What you are asked to do => Could you render all the rows below as a two-column CSV with the header input,output? Put each row's text in input and its expected output in output, each as one quoted field with line breaks turned into spaces.
┌─ Information shown
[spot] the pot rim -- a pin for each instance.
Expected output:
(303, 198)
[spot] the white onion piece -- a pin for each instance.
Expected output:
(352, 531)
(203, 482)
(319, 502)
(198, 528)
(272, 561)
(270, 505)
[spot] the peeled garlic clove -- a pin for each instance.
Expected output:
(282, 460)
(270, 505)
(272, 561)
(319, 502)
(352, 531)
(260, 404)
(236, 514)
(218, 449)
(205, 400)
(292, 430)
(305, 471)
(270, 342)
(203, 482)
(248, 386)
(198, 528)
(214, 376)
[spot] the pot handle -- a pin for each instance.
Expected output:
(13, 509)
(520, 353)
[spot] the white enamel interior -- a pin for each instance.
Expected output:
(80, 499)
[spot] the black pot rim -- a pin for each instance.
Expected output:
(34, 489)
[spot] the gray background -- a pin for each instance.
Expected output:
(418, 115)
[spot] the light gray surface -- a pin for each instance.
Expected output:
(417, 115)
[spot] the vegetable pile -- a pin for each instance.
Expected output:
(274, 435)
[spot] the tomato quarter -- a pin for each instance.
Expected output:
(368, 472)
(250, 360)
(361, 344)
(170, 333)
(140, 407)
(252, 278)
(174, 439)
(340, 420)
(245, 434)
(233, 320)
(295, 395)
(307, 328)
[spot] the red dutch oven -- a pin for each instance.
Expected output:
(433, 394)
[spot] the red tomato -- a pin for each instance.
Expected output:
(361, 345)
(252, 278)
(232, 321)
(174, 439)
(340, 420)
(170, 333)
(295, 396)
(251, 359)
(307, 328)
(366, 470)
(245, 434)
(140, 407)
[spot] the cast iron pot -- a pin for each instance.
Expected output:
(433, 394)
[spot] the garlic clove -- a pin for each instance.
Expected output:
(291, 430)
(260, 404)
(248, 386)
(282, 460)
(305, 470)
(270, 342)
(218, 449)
└─
Output =>
input,output
"[spot] the pot rim -- a pin for each instance. Expected output:","(303, 198)"
"[spot] the white onion piece -- a pin for each instance. Expected output:","(352, 531) (203, 482) (319, 502) (198, 528) (272, 561) (270, 505)"
"[spot] the peeled garlic clove -- a pin for each instance. Expected output:","(282, 460) (270, 505) (272, 561) (319, 502) (352, 531) (260, 404) (236, 514) (218, 449) (205, 400) (292, 430) (305, 471) (270, 342) (203, 482) (248, 386) (198, 528) (214, 376)"
"[spot] the pot handle -- a pin for each instance. Expected output:","(13, 509) (520, 353)"
"[spot] the white enamel interior -- a pin for each instance. Expected output:","(80, 499)"
"[spot] the black pot rim -- a pin for each instance. Expected output:","(34, 489)"
"[spot] the gray background -- a pin for each instance. Expected output:","(418, 115)"
"[spot] the light gray surface -- a pin for each instance. Expected output:","(417, 115)"
"[spot] the vegetable pile -- a pin for each instance. Expected output:","(274, 435)"
"[spot] the tomato quarter -- a pin for each instance. Expected output:","(368, 472) (250, 360) (361, 344) (170, 333) (140, 407) (252, 278) (174, 439) (340, 420) (245, 434) (233, 320) (295, 395) (307, 328)"
"[spot] the red dutch oven -- a pin for each instance. Expected output:","(433, 394)"
"[spot] the red tomato -- a pin for each instance. Expected output:","(361, 345) (252, 278) (232, 321) (174, 439) (340, 420) (170, 333) (295, 396) (251, 359) (307, 328) (366, 470) (245, 434) (140, 407)"
"[spot] the cast iron pot -- a pin for each instance. Expected output:","(433, 394)"
"[spot] the garlic clove -- a pin for each instance. Expected output:","(291, 430) (260, 404) (248, 386) (282, 460) (305, 470) (270, 342) (218, 449)"